### [Sayfa Metni]
---------------
WILT CHAMBERLAIN'IN 100 SAYI REKORU 60 YAŞINDA
Dile kolay, tam 60 yıl geçmiş Wilt Chamberlain'in 100 sayı attığı o NBA maçından bu yana. Chamberlain, NBA'in erken dönemine her anlamda damga vurmuş büyük bir yıldızdı. O döneme göre çok uzun ve iri, 2.16 metre boyunda 120 kg'lik bir devdi, ligin açık ara en çok para kazanan oyuncusuydu. Sahada da tüm rekorları o kırardı. 2 Mart 1962'de Philadelphia Warriors formasıyla New York Knicks'e attığı 100 sayının 60'ıncı yıldönümünde bu unutulmaz rekoru Amerikalı yazar Gary Pomerantz'la yaptığımız bu röportajla hatırlıyoruz.
RÖPORTAJ: ALP ULAGAY
BİREYSEL REKORLARIN EVERESTİ
Çocukluk döneminize denk gelen 100 sayılık o meşhur maçı nasıl hatırlıyorsunuz?
---------------
### [Alıştırma Görevi 1]
Aşağıdaki satırlardan "sofa" sözcüğünü içerenlerin tamamını bir araya toplayın.
---------------
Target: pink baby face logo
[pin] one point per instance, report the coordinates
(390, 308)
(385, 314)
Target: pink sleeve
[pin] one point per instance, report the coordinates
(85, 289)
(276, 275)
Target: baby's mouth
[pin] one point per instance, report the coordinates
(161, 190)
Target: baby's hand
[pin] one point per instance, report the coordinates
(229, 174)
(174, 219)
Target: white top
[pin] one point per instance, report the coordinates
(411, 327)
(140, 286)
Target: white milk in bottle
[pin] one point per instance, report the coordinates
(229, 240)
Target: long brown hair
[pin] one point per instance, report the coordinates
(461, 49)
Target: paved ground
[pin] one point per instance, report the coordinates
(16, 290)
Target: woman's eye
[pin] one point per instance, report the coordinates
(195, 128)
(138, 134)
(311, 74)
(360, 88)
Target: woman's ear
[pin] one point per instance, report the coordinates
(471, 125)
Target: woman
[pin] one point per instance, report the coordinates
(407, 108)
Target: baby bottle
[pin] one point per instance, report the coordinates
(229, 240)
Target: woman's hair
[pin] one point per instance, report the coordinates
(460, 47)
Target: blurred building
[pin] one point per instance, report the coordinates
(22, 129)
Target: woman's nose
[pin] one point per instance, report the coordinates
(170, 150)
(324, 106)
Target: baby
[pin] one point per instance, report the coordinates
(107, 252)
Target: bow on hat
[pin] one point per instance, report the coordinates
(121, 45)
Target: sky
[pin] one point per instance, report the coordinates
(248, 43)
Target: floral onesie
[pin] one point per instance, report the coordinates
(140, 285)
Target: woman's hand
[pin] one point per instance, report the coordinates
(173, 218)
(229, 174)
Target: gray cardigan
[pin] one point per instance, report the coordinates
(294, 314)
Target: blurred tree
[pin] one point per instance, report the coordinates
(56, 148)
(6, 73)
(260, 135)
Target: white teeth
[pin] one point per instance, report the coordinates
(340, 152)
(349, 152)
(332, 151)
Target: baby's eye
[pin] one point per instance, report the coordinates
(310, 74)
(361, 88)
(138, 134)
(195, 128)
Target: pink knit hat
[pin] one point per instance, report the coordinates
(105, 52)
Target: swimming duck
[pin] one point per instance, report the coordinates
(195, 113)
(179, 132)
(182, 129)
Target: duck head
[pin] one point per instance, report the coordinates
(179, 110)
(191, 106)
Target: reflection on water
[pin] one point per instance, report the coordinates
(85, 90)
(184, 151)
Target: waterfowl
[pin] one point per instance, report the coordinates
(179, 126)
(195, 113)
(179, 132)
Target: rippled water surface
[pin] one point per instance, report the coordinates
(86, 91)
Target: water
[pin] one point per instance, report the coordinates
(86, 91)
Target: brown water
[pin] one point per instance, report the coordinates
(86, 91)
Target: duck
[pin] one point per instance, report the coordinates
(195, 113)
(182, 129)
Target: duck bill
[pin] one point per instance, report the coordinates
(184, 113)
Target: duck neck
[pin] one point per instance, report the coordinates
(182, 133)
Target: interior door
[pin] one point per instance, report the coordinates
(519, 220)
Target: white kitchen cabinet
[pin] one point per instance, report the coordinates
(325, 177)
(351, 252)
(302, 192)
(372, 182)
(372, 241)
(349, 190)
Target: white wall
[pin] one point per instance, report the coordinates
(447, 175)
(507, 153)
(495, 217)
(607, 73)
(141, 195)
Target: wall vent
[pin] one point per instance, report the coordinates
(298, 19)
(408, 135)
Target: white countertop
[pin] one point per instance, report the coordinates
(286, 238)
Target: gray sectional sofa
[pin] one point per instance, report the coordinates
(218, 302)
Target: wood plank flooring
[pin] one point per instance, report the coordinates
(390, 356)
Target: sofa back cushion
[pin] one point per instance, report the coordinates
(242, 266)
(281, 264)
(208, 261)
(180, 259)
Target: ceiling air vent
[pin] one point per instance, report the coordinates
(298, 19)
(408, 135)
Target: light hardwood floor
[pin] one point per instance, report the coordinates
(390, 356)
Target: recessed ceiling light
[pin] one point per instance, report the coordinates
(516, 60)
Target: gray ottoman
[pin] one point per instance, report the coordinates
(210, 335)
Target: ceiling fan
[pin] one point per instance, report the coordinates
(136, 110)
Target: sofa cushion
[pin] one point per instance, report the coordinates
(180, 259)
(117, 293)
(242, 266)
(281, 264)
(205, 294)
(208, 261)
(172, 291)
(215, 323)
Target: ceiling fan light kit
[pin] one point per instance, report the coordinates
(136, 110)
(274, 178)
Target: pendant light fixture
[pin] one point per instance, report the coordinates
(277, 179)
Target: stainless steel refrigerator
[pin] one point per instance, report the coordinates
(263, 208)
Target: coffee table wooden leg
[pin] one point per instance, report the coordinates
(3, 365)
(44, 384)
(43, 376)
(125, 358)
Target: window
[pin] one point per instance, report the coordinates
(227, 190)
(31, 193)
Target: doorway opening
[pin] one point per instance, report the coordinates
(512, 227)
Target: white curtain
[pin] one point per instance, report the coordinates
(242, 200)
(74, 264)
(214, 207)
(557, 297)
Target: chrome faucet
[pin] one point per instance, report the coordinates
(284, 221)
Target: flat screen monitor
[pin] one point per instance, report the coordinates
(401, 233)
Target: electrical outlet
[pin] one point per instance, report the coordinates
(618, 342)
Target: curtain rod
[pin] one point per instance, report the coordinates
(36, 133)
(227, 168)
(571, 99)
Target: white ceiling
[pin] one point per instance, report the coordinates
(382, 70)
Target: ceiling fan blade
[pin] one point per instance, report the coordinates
---------------
### [Alıştırma Görevi 2]
Yukarıdaki sayfa metninden "WILT CHAMBERLAIN'IN 100 SAYI" sözleriyle başlayıp "bu röportajla hatırlıyoruz." sözleriyle biten bölümü hiçbir değişiklik yapmadan çıkarın.

### [Görevin Cevabı 1]
Target: gray sectional sofa
Target: sofa back cushion
Target: sofa cushion

### [Görevin Cevabı 2]
WILT CHAMBERLAIN'IN 100 SAYI REKORU 60 YAŞINDA
Dile kolay, tam 60 yıl geçmiş Wilt Chamberlain'in 100 sayı attığı o NBA maçından bu yana. Chamberlain, NBA'in erken dönemine her anlamda damga vurmuş büyük bir yıldızdı. O döneme göre çok uzun ve iri, 2.16 metre boyunda 120 kg'lik bir devdi, ligin açık ara en çok para kazanan oyuncusuydu. Sahada da tüm rekorları o kırardı. 2 Mart 1962'de Philadelphia Warriors formasıyla New York Knicks'e attığı 100 sayının 60'ıncı yıldönümünde bu unutulmaz rekoru Amerikalı yazar Gary Pomerantz'la yaptığımız bu röportajla hatırlıyoruz.